[Collection entries]
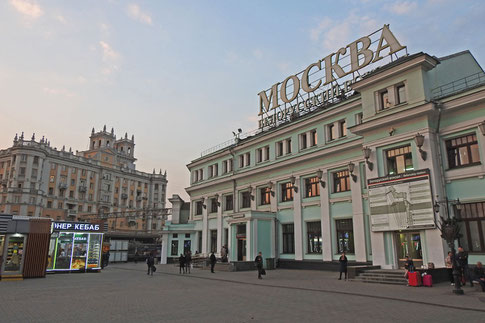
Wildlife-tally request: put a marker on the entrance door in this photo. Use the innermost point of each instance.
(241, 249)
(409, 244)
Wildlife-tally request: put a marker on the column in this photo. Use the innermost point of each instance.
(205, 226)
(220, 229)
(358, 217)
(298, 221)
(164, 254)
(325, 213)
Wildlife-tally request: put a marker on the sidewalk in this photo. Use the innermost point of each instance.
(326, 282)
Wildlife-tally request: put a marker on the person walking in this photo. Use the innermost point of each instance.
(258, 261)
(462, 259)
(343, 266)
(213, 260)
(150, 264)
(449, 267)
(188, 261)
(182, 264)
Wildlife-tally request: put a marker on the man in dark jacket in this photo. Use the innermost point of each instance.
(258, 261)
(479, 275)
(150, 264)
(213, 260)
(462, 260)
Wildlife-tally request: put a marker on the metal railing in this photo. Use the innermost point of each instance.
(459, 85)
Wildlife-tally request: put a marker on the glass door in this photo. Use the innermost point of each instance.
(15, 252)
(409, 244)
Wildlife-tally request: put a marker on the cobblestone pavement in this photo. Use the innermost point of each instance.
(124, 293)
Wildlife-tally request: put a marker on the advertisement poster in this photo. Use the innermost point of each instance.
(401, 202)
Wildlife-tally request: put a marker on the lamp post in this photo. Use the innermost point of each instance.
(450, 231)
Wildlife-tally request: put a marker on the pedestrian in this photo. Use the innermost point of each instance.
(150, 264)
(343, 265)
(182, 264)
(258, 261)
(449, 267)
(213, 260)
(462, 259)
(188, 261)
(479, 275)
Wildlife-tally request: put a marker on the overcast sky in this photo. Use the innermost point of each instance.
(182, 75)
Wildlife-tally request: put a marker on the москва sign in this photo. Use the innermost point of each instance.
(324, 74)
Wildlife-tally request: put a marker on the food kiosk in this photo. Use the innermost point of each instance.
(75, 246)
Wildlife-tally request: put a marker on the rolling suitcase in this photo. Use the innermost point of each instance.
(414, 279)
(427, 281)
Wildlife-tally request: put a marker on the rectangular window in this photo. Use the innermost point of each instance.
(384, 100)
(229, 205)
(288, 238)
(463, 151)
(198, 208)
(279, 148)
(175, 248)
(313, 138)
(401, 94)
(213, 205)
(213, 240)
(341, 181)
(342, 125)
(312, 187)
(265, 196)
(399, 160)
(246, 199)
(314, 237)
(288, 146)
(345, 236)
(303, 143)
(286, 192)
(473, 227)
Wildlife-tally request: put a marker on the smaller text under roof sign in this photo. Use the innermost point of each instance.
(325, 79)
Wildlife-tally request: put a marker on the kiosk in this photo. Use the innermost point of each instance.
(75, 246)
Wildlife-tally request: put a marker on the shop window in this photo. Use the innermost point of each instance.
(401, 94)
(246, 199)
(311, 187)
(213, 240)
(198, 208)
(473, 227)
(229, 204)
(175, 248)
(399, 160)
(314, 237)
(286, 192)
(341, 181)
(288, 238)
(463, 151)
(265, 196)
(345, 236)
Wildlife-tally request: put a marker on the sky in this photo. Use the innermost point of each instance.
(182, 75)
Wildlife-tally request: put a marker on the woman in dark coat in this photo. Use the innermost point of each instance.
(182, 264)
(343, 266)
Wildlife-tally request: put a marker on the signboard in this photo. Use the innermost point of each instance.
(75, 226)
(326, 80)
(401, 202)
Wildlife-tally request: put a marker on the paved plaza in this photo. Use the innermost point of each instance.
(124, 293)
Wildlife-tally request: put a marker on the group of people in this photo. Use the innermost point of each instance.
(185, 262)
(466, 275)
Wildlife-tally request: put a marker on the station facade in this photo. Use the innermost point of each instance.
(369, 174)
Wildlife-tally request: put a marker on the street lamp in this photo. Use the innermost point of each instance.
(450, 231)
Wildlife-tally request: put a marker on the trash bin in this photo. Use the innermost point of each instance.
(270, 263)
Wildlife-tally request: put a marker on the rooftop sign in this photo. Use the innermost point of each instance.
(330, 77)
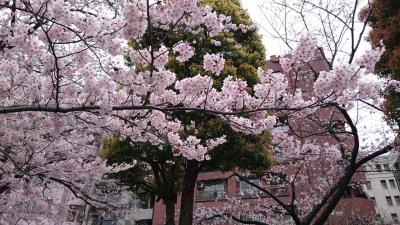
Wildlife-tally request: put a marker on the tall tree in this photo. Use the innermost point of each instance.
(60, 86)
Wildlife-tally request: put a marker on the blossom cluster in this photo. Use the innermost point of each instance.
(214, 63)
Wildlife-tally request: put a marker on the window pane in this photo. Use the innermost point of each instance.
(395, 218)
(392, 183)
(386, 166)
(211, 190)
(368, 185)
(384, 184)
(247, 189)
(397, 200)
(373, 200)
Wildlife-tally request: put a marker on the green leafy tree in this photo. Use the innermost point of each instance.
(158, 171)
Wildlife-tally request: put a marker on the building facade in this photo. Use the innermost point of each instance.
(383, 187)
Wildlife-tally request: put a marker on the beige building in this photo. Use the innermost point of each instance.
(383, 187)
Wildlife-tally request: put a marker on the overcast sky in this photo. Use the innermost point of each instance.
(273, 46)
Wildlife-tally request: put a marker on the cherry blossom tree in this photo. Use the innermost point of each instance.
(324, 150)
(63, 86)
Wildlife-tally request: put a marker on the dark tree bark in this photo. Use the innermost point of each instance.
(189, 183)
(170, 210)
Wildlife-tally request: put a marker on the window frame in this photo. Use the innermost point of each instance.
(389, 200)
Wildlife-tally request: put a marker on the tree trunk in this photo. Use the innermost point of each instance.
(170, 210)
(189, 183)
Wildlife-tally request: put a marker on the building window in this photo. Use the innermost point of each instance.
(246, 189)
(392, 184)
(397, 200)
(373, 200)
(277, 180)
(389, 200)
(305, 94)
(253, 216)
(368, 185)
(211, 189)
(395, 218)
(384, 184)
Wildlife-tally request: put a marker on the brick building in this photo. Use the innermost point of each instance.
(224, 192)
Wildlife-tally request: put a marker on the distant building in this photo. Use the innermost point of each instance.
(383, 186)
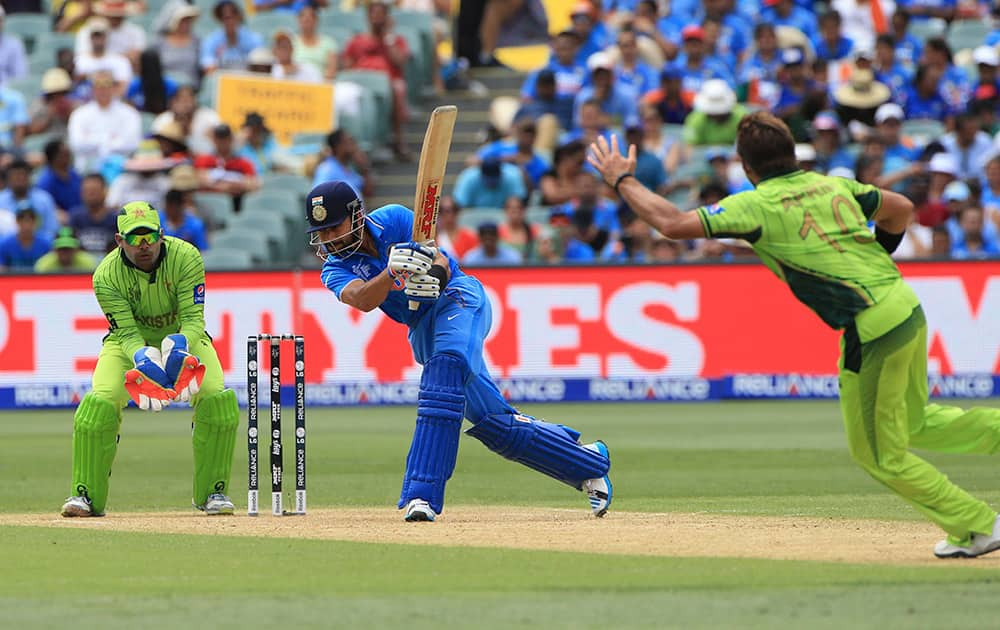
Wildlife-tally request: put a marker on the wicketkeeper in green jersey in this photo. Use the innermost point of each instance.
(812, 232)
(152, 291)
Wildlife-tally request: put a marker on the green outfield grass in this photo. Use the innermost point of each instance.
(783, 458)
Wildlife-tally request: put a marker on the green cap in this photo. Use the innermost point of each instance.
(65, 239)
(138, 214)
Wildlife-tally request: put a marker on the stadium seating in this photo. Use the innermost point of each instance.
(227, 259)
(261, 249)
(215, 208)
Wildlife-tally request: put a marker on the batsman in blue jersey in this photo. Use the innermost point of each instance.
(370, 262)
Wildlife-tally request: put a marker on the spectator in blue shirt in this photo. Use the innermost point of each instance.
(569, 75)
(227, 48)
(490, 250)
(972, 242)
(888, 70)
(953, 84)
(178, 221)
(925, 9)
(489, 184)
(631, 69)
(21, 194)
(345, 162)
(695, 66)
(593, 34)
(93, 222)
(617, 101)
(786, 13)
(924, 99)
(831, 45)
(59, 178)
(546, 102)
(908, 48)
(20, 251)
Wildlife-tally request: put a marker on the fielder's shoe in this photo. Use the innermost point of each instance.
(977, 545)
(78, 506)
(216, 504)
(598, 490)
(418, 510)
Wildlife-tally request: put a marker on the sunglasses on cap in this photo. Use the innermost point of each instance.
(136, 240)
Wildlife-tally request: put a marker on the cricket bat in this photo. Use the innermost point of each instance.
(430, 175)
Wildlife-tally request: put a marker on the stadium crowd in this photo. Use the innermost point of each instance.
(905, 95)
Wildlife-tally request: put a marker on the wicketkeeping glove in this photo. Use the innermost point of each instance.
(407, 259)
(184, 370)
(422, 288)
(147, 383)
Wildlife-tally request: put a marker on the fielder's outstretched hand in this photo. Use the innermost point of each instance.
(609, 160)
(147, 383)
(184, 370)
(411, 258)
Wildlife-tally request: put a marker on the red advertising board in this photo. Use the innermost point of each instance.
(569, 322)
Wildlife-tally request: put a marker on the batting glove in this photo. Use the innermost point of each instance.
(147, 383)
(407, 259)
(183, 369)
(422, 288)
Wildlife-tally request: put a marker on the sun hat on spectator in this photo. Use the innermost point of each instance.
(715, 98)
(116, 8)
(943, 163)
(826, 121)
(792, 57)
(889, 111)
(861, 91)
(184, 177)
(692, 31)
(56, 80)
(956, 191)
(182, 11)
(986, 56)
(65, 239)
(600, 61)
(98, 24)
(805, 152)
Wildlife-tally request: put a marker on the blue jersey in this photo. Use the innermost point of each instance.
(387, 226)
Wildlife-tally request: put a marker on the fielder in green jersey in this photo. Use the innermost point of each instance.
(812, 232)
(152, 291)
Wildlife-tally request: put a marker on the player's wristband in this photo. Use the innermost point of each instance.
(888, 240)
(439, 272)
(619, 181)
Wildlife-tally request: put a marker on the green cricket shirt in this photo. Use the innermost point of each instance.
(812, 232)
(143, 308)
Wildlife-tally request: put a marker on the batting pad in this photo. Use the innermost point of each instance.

■ Prompt
Would you quote, exactly and only, the lines from the one containing "Wildlife-tally request: put a marker on the blue" to the end of the entries?

■ Reply
Wildlife-tally request: put a marker on the blue jersey in this photo. Use the innermost point of each instance.
(387, 226)
Wildlife-tally request: put a marker on the fielder in green jersey in this photo. Use the innermost point of each instance.
(812, 232)
(152, 291)
Wildlife-tally request: put a marker on the player's wristband in this photo. Use the innermost point of each instance.
(888, 240)
(439, 272)
(619, 181)
Wildlife-tally request: put a marker on the green cricket shirt in this photo. Use the innermost point of each instance.
(812, 232)
(143, 308)
Wildlife-tally request: put a marker on the batting pad in this photo. Use the innermost point of each instance.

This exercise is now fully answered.